Background: Although the liver has a large regenerative capacity, in many hepatopathies, these repair mechanisms fail. The therapeutic potential of hepatocyte growth factor (HGF) has been proven in numerous toxin-induced liver failure models in rodents, but never in spontaneously occurring liver diseases in larger animal models.

Aim: The aim of this study was to induce liver growth in a hypoplastic liver by the administration of exogenous recombinant HGF. The natural hypoplastic liver model used is the canine congenital portosystemic shunt (CPSS) characterized by strongly reduced liver growth and function.

Methods: Recombinant HGF (rHGF), 200 μg/kg, was given twice daily during 3 weeks by an intravenous injection in six dogs with CPSS. Liver volumes were determined by computed tomography before and at 1, 2, 3 and 7 weeks after the initiation of treatment. Portosystemic shunting was evaluated with an ammonia tolerance test and liver portal perfusion was quantified with scintigraphy. Simultaneously, blood parameters for liver function were assayed and liver biopsies were taken for histology, immunohistochemistry and gene-expression measurements.

Results: During 3 weeks of HGF treatment, hepatocyte proliferation increased and an increase in liver volume up to 44% was seen, persisting in two dogs up to 4 weeks after the termination of treatment. Ki-67 expression, gene expression of E2F1 and CDC6, phosphorylated-c-MET and phosphorylated-ERK1/2 protein levels confirmed increased hepatocyte proliferation and HGF signalling. The aberrant portal perfusion did not change during treatment.

Conclusions: Transient in vivo liver growth is shown using CPPS as a naturally occurring large animal model, indicating the therapeutic potential of HGF in liver disease.

-.-.-

Please reproduce part of the abstract above on hepatocyte growth factor in dogs with portosystemic shunts, beginning at the words "Background: Although the" and stopping after "growth and function.".

Data excerpts

-.-.-

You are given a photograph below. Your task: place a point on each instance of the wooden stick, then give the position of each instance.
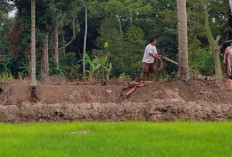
(170, 60)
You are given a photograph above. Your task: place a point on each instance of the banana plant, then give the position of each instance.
(95, 65)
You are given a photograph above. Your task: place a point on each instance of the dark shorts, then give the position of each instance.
(148, 67)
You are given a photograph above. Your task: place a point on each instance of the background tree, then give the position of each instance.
(183, 40)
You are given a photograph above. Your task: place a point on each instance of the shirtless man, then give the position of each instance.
(227, 60)
(149, 57)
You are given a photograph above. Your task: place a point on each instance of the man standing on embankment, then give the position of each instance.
(149, 57)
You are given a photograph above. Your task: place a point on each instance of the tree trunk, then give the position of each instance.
(230, 2)
(56, 54)
(63, 41)
(44, 61)
(33, 53)
(85, 39)
(183, 40)
(215, 48)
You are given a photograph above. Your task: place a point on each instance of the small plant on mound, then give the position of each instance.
(6, 77)
(125, 77)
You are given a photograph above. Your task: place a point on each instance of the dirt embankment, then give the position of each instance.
(170, 101)
(159, 111)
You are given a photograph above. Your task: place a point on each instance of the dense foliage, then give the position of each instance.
(125, 26)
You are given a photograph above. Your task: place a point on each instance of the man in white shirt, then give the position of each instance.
(149, 57)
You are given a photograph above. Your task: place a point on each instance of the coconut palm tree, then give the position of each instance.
(183, 40)
(33, 53)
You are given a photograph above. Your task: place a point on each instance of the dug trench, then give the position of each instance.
(195, 100)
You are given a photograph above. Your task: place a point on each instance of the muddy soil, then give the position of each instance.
(159, 102)
(158, 111)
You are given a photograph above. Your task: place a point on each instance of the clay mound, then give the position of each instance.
(159, 111)
(194, 90)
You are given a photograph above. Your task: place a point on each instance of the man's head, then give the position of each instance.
(153, 41)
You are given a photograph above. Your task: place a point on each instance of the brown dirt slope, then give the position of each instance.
(194, 90)
(159, 111)
(170, 101)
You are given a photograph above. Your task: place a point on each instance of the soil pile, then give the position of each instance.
(169, 101)
(158, 111)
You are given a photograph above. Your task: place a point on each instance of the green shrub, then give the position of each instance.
(202, 62)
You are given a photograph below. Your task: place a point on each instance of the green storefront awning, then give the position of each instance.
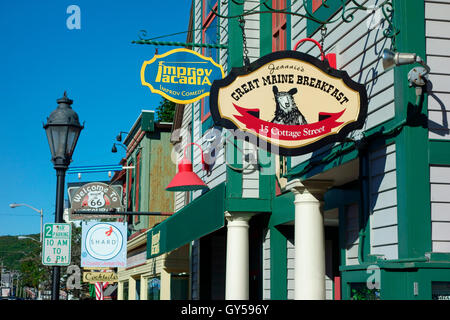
(200, 217)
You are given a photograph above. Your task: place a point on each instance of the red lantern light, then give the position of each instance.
(186, 179)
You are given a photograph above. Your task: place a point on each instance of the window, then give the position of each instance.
(279, 27)
(317, 4)
(130, 181)
(210, 36)
(360, 291)
(153, 289)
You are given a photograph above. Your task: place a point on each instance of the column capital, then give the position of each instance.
(313, 186)
(238, 216)
(316, 188)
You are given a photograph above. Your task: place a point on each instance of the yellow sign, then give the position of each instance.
(180, 75)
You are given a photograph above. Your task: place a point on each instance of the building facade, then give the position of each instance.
(148, 168)
(367, 218)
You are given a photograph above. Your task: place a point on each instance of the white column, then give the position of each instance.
(237, 278)
(309, 239)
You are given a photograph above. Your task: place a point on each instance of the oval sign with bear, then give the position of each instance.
(289, 103)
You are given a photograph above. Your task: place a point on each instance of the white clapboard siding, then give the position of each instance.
(358, 50)
(383, 202)
(437, 29)
(351, 234)
(440, 208)
(266, 265)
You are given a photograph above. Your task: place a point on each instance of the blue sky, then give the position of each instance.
(40, 58)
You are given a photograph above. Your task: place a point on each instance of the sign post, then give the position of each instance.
(56, 248)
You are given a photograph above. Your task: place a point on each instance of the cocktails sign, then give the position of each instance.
(290, 102)
(180, 75)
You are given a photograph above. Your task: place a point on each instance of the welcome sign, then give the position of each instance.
(291, 101)
(104, 244)
(180, 75)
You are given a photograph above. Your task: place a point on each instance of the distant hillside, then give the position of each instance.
(13, 250)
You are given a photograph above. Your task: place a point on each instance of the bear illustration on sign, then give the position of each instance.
(286, 111)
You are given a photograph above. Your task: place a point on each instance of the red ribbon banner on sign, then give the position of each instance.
(288, 132)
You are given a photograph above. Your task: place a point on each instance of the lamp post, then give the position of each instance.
(15, 205)
(63, 129)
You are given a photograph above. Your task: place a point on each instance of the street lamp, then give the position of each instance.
(63, 129)
(15, 205)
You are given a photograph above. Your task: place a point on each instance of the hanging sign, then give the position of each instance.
(180, 75)
(56, 246)
(104, 244)
(290, 103)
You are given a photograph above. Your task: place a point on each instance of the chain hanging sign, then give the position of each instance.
(104, 244)
(94, 197)
(180, 75)
(289, 103)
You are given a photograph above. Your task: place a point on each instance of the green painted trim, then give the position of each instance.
(265, 32)
(191, 222)
(439, 153)
(288, 27)
(347, 148)
(413, 189)
(248, 204)
(234, 159)
(278, 265)
(283, 209)
(321, 14)
(235, 48)
(337, 161)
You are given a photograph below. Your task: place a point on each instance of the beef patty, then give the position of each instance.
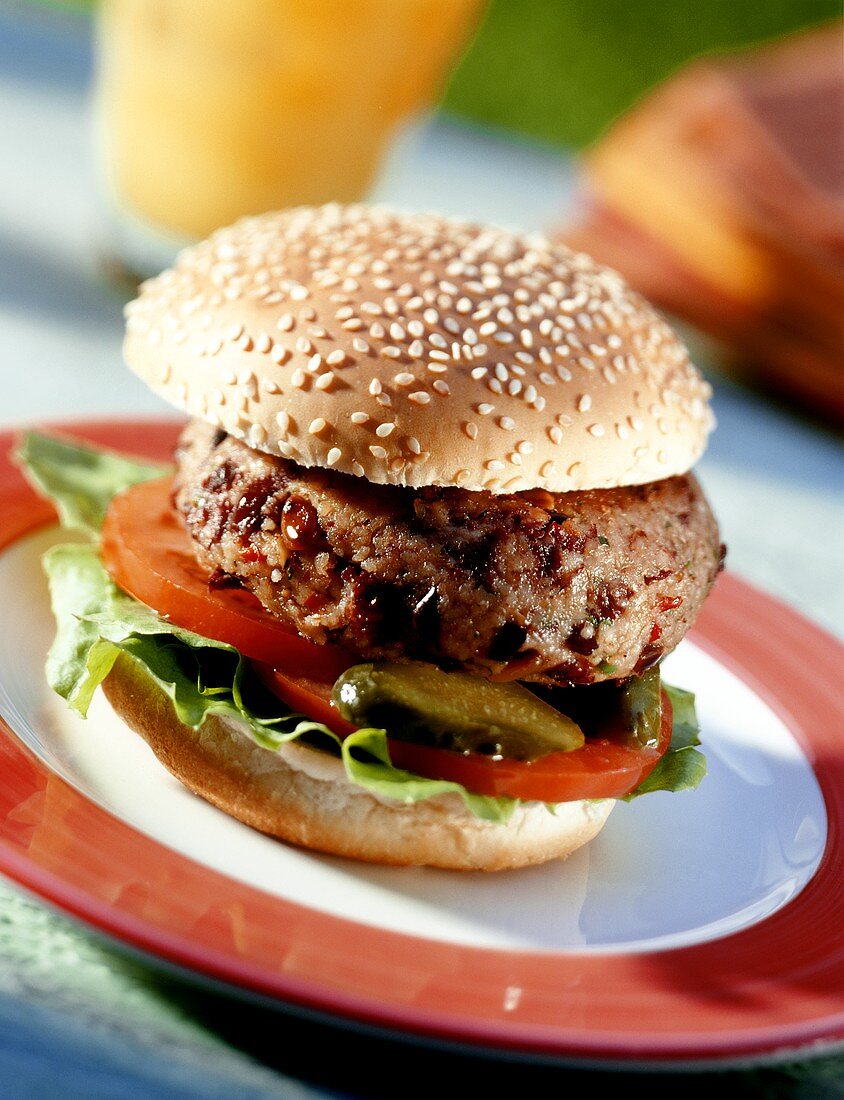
(559, 589)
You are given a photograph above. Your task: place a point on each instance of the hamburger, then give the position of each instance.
(429, 531)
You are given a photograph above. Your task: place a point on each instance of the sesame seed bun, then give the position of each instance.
(417, 350)
(302, 795)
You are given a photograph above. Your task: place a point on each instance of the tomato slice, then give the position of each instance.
(148, 553)
(603, 768)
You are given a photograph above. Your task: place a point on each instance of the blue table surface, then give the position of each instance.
(776, 477)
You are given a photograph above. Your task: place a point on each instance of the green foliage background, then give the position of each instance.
(559, 70)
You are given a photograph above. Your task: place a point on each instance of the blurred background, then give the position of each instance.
(699, 147)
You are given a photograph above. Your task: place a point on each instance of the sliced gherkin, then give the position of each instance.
(640, 706)
(417, 702)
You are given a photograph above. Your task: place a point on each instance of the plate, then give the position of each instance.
(704, 927)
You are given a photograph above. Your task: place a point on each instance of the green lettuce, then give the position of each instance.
(80, 481)
(96, 622)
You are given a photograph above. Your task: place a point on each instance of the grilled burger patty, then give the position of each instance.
(559, 589)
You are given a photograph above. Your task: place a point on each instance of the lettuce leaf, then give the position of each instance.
(96, 622)
(80, 481)
(682, 767)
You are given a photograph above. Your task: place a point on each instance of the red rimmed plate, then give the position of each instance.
(702, 927)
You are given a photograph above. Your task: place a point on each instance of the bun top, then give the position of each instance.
(418, 350)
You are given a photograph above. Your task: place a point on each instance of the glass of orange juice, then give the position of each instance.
(209, 110)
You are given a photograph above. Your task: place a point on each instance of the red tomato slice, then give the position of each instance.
(603, 768)
(148, 552)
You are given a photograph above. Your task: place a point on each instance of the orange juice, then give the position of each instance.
(211, 109)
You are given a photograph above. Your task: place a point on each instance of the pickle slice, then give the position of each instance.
(417, 702)
(640, 706)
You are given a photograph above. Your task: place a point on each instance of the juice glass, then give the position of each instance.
(211, 109)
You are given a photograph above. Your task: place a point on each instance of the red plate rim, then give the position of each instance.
(775, 988)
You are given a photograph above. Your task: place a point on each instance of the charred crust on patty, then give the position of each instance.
(555, 590)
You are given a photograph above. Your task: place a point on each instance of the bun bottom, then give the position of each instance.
(303, 796)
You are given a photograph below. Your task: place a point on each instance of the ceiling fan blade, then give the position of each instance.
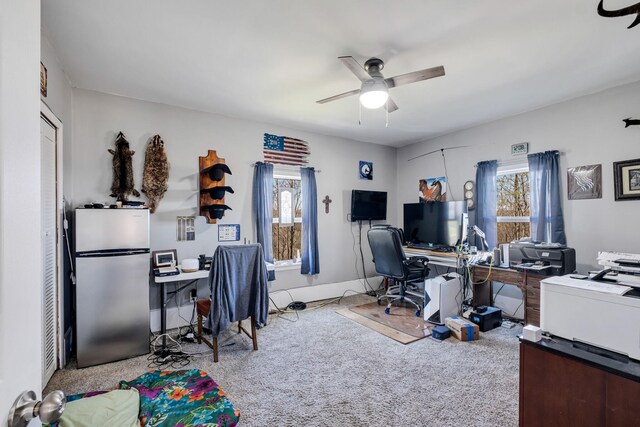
(415, 76)
(336, 97)
(391, 106)
(355, 68)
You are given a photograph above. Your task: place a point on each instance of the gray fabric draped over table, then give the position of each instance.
(238, 283)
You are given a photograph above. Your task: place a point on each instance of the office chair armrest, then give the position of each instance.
(414, 261)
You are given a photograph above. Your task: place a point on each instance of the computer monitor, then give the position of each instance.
(435, 224)
(368, 205)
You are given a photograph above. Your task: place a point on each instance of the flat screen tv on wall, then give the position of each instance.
(368, 205)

-.-.-

**Answer for this exercise**
Background: Although the liver has a large regenerative capacity, in many hepatopathies, these repair mechanisms fail. The therapeutic potential of hepatocyte growth factor (HGF) has been proven in numerous toxin-induced liver failure models in rodents, but never in spontaneously occurring liver diseases in larger animal models.

Aim: The aim of this study was to induce liver growth in a hypoplastic liver by the administration of exogenous recombinant HGF. The natural hypoplastic liver model used is the canine congenital portosystemic shunt (CPSS) characterized by strongly reduced liver growth and function.